Begin

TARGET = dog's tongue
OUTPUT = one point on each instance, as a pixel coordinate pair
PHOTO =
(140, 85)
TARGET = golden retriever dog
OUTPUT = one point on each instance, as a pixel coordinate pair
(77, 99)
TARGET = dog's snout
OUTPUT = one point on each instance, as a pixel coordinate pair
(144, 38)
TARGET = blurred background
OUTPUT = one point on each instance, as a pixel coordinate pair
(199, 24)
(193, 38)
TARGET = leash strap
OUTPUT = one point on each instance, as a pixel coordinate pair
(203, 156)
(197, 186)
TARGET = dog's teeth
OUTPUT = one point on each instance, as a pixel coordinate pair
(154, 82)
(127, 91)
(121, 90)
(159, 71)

End
Begin

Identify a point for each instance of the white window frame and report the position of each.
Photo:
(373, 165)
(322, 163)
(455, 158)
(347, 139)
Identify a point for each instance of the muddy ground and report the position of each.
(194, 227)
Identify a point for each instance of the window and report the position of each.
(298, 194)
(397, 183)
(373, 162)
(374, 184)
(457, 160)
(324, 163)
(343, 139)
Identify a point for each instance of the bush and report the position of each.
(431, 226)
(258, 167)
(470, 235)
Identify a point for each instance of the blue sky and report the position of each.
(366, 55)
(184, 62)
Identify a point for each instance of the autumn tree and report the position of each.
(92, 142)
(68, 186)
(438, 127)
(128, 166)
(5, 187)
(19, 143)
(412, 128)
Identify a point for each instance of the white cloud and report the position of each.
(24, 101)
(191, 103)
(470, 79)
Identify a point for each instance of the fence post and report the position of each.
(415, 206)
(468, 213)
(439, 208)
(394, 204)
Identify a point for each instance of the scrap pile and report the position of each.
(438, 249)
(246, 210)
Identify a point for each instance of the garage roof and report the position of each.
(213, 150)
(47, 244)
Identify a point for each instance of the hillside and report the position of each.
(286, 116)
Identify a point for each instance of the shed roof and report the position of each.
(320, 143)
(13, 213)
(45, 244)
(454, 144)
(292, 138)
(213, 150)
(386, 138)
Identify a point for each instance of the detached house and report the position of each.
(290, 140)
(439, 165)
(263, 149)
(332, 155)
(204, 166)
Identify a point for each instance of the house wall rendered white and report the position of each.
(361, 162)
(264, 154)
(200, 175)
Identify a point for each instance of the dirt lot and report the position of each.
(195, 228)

End
Begin

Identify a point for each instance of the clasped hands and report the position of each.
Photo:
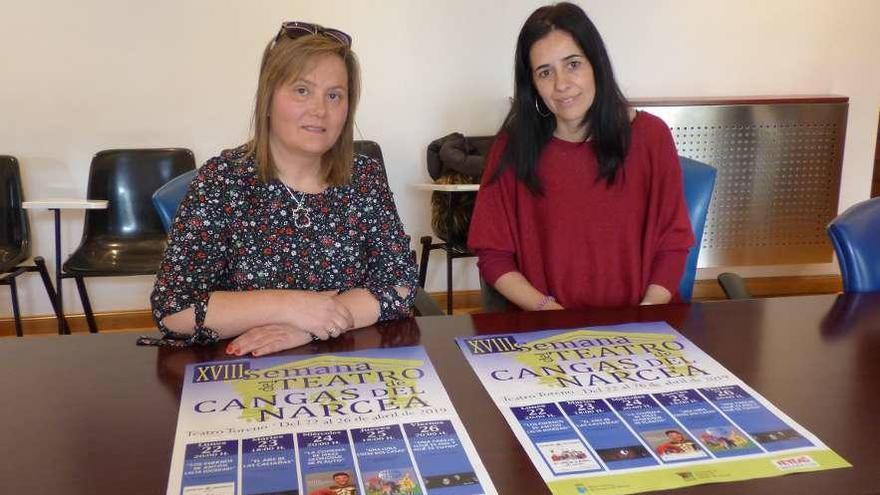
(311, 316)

End

Pull out each line of the data above that includes the word "house", copying those lines as they appear.

THE RESULT —
Identify a point for each instance of the detached house and report the position of each.
Identify a point for each instance of the house wall rendered white and report the position of each.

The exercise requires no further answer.